> **Requirement**:
Answer these questions using the mailing-list post below:
(a) Why is marking up quotes with <q>...</q> helpful when a text is rendered for readers of different languages?
(b) What does the reply say is illegal to redefine?
(c) What two ways does the reply suggest for telling milestone-pair cases apart from true empty tags?

> **Excerpt**:
━━━━━━

[osis-core] empty tag / milestone proposal

Steve DeRose osis-core@bibletechnologieswg.org
Tue, 25 Jun 2002 11:51:56 -0400


At 02:58 PM -0400 06/20/02, Harry Plantinga wrote:
>One good reason for marking up quotes with <q>...</q>
>is that different symbols are used for opening and
>closing quotes in different languages. If I want to
>render a Greek NT for Spanish or English readers, I
>might do quotes different ways. (Why I'm not just using
>Greek quotes I don't know.)
>
>Using &quot; specifies a particular glyph, and changing
>that to something else seems messy.

I agree; I think it's also illegal to redefine any of the 5 
predefined XML entities.

>
>Another benefit of the <q mStart=""/> <q mEnd=""/> approach
>is that OSIS-level-2-conformant (or whatever, as Steve
>suggested) software WOULD be able to treat the quote as
>a container.
>
>Maybe this can be a general rule. In OSIS-level-1 conformant
>software <element mStart=""/> has the semantics of an
>empty tag; in OSIS-level-2 conformant software it's a container.
>
>So here's a general proposal.
>
>We offer the current DTD. The semantics are that in OSIS-level-1
>conformant processing software, empty tags are empty tags. In
>OSIS-level-2 conformant processing software, milestones and empty
><verse> <q> etc tags can be container start and end tags.

I think that's worth serious attention -- we would of course also 
want true empty tags to still be possible, so we should have a 
principled way to tell the milestone-pair cases from the true 
empties; either a tag-naming convention, some required attributes (I 
guess mstart/mend/neither would do it), etc. Oh, we'd also want some 
rule for how to do discontiguous ones, too, for completeness (no 
point building a whole layer of conventions and software requirements 
for half the job, and just have to add another later.

━━━━━━

> **Source data**:

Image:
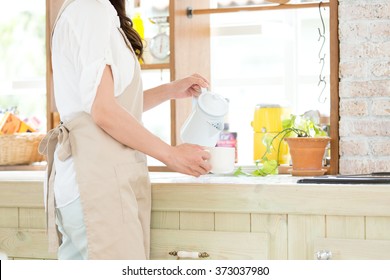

━━━━━━

> **Task solution**:
(a) Different languages use different symbols for opening and closing quotes.
(b) Any of the 5 predefined XML entities.
(c) A tag-naming convention, or some required attributes (such as mstart/mend/neither).